[Work to complete]:
Reproduce the records word for word from their first line through the line that contains "positive clicks: (570, 235)", including both of those lines.

[Given entries]:

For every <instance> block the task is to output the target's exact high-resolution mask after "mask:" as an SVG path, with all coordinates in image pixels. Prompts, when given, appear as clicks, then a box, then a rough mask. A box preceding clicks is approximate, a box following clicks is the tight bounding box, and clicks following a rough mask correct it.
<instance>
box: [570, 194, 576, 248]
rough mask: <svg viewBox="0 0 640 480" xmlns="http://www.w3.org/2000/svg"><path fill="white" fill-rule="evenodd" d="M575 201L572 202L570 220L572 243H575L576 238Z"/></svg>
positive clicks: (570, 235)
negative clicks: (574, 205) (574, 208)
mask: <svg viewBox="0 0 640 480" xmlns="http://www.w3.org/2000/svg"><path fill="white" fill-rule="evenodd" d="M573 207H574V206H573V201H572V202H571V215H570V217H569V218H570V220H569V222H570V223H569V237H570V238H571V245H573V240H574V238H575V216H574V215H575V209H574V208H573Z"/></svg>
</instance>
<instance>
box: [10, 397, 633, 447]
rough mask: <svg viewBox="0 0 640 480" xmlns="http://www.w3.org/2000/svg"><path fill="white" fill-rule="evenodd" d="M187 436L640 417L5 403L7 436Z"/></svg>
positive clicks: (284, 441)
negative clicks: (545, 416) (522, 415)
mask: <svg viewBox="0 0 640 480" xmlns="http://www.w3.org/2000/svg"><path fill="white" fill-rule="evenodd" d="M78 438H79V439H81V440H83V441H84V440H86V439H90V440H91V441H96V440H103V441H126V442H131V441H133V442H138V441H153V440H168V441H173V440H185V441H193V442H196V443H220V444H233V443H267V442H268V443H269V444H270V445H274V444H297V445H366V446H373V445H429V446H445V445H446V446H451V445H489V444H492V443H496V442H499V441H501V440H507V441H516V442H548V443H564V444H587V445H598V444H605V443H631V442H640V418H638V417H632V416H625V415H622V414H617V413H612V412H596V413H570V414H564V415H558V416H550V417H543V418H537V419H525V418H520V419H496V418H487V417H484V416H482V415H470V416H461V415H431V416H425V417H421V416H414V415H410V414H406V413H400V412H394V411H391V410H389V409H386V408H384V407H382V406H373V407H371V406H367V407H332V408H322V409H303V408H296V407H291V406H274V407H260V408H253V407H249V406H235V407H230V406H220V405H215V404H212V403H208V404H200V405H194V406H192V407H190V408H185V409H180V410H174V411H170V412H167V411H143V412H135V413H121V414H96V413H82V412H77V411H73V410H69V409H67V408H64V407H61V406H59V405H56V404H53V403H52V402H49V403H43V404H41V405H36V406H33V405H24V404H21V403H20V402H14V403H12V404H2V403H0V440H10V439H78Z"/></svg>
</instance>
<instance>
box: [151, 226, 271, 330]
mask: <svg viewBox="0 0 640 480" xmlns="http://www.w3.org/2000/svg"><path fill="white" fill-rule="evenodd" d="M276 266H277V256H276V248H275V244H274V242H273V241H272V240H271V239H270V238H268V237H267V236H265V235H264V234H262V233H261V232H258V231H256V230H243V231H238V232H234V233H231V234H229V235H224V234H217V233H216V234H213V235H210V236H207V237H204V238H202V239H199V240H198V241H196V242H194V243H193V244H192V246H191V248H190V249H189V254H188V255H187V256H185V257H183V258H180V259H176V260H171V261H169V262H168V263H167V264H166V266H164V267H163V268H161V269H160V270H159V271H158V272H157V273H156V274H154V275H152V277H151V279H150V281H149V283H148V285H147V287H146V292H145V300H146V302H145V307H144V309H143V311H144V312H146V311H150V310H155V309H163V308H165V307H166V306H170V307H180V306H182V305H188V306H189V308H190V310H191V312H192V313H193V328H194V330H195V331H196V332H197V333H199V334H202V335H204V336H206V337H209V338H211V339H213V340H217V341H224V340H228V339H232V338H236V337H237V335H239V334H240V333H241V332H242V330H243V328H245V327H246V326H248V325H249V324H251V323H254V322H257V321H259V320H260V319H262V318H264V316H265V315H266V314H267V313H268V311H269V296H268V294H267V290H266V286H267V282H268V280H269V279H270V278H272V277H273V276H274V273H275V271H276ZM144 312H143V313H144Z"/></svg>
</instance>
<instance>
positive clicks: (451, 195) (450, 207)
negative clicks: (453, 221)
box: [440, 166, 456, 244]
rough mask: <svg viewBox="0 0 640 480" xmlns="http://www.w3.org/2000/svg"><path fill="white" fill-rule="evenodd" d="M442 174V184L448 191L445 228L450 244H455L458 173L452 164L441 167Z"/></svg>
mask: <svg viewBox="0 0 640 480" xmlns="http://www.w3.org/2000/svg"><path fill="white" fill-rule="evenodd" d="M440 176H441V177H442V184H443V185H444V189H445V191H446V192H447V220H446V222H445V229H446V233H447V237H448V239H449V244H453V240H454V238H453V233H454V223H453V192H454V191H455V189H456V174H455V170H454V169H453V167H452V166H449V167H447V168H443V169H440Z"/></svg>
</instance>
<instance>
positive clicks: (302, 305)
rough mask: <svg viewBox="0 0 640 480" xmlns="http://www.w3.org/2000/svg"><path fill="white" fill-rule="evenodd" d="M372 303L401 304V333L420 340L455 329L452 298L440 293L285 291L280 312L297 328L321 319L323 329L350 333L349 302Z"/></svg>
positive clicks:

[Response]:
For every <instance> block the task is to output the target's exact high-resolution mask after "mask:" as an SVG path, with all coordinates in image pixels. Prompts, when given, appear as clicks, then a box, then a rough mask. A box preceding clicks is approximate, a box following clicks is the tight bounding box, and clicks following a rough mask correct it.
<instance>
box: [570, 194, 576, 248]
rough mask: <svg viewBox="0 0 640 480" xmlns="http://www.w3.org/2000/svg"><path fill="white" fill-rule="evenodd" d="M575 201L572 202L570 220L572 243H575L576 238Z"/></svg>
positive clicks: (570, 235)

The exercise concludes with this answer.